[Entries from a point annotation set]
***

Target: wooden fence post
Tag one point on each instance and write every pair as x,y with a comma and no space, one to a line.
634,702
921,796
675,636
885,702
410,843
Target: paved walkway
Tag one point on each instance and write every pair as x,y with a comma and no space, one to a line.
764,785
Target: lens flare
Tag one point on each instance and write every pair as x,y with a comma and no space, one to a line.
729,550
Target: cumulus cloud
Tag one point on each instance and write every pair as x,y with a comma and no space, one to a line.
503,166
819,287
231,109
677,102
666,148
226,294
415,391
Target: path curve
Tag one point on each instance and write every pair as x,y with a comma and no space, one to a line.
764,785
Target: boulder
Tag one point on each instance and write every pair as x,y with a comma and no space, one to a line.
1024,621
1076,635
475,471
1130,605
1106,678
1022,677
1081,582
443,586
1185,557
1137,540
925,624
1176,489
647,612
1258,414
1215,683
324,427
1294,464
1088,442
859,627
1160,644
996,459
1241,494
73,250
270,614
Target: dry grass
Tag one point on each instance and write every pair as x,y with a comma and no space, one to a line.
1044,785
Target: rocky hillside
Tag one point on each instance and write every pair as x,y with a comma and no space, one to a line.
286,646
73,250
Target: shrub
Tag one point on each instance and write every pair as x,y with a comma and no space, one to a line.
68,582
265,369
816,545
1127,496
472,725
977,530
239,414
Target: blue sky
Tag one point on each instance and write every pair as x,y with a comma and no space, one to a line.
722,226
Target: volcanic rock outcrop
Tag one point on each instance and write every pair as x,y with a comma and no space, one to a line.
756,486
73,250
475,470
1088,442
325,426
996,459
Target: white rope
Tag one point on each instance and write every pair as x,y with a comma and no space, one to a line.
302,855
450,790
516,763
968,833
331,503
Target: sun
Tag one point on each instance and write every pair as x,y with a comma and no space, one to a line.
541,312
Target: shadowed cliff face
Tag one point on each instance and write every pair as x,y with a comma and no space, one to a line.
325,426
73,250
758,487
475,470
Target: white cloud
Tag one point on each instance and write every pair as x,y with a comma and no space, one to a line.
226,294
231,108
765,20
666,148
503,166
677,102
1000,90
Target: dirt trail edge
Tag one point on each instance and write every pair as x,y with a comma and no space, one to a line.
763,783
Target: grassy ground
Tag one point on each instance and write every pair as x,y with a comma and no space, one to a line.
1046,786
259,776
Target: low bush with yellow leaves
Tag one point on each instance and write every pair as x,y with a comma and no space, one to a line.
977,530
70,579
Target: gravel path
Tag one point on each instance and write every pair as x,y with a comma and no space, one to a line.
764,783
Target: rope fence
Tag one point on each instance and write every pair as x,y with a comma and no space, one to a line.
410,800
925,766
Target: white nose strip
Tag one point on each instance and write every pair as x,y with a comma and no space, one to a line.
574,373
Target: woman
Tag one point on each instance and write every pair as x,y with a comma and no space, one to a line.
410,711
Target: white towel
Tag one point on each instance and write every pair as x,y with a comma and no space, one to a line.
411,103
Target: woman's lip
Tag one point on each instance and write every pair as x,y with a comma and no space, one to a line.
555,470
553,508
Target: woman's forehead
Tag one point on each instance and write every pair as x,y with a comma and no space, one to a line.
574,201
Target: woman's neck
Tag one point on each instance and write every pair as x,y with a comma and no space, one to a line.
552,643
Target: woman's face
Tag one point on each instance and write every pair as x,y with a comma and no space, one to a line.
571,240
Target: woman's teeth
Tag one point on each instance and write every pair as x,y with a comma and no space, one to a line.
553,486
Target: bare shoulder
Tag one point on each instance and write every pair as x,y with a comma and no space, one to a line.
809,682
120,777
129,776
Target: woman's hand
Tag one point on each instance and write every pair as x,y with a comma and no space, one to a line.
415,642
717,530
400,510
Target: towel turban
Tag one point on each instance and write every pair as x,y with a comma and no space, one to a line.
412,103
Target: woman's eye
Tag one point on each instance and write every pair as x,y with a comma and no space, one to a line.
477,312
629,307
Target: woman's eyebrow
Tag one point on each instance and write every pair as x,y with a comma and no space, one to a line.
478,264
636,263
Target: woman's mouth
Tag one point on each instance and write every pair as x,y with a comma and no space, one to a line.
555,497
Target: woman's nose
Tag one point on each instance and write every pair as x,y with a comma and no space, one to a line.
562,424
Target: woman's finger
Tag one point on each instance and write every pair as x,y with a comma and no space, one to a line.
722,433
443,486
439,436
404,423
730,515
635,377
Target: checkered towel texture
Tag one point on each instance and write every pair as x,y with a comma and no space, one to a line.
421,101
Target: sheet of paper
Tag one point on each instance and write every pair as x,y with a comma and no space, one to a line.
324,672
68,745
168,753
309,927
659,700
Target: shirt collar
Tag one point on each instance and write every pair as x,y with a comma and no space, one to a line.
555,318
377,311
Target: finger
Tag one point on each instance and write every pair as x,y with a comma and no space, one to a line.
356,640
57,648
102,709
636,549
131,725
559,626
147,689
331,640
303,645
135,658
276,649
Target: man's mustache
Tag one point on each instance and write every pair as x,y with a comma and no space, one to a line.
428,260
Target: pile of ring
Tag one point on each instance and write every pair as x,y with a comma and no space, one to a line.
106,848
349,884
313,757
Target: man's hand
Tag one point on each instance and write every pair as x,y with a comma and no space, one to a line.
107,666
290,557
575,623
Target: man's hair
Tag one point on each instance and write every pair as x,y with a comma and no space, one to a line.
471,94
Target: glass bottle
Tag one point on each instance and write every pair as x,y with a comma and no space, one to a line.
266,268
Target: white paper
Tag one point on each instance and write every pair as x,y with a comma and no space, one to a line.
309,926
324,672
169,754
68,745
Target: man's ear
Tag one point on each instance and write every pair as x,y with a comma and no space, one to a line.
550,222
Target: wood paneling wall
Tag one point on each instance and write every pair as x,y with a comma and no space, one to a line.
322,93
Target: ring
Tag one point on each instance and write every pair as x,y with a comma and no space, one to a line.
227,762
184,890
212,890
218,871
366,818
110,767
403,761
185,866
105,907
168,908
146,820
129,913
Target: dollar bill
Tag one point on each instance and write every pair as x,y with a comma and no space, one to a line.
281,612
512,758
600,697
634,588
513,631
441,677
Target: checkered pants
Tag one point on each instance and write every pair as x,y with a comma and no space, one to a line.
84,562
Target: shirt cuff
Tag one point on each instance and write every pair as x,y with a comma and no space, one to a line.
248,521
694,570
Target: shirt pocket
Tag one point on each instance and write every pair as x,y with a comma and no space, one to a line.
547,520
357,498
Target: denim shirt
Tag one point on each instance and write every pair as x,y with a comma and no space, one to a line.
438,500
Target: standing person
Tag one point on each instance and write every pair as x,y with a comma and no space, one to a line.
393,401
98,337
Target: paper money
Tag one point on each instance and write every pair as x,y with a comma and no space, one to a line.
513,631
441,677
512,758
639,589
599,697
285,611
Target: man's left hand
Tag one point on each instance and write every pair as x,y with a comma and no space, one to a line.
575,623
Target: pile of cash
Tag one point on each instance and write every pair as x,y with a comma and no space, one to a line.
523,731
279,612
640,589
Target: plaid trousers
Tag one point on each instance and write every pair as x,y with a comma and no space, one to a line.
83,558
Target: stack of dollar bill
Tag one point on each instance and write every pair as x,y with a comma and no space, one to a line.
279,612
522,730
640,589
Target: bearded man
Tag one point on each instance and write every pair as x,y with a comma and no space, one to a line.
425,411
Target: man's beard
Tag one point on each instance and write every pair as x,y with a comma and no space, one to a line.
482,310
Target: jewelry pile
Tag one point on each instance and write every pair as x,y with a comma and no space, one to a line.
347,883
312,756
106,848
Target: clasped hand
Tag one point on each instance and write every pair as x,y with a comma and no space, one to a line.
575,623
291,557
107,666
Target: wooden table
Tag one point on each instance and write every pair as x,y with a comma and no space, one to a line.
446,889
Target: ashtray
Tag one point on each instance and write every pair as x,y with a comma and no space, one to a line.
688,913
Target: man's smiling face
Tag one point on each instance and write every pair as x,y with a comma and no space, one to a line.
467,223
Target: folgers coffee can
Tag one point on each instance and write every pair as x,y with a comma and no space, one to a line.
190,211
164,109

***

### PROBLEM DETAILS
Copy only the stretch running from the line containing "Target: paper money" to the final line of the entries, both ends included, exactly as it stands.

### TASK RESPONSE
Target: paper money
Tag one point on each instance and write every pair as x,y with a comma and no space, one to a line.
513,631
441,677
512,758
639,589
599,697
285,611
Target: man's left hand
Tag one point on each instance and write every pair as x,y with a comma and no space, one to a line.
575,623
Target: pile of cash
Tag one point on each instance and write every pair as x,y with a comma and no space, one to a line.
523,731
279,612
640,589
Target: plaid trousers
Tag one point on each instance and write every pair as x,y with a comma and no space, one to a line.
83,558
Target: stack of dollar bill
Tag one point on each instance and write every pair as x,y with a comma and no space, one to a line.
279,612
522,730
640,589
Target: bearded man
Tag one point on each instance and write every pair as x,y with a comma and no space, one to a line.
425,411
Target: man's beard
Tag one point on each instance and write every pair as x,y with a comma and no space, one to a line.
482,310
Target: jewelry pile
Tag one point on each instance and write every pair as x,y with a comma and no space, one to a line.
347,883
312,756
106,848
Target: clasped hand
Tag one point on each instance and write every pair as x,y with a comma and no space, one to a line.
575,623
291,557
107,666
Target: wooden table
Tag one point on each instance and write every pair as x,y with a comma and no space, one to a line.
446,889
Target: ashtray
Tag one point on each instance and write every pair as x,y with a comma and no space, one to a line.
688,913
Target: man's smiling face
Tag one point on each instance and write every pair as x,y with a comma and no space, one to a line.
467,223
Target: folgers coffee can
Tag one point on each instance and write every pair as x,y with a comma and no space, one to a line.
190,211
164,109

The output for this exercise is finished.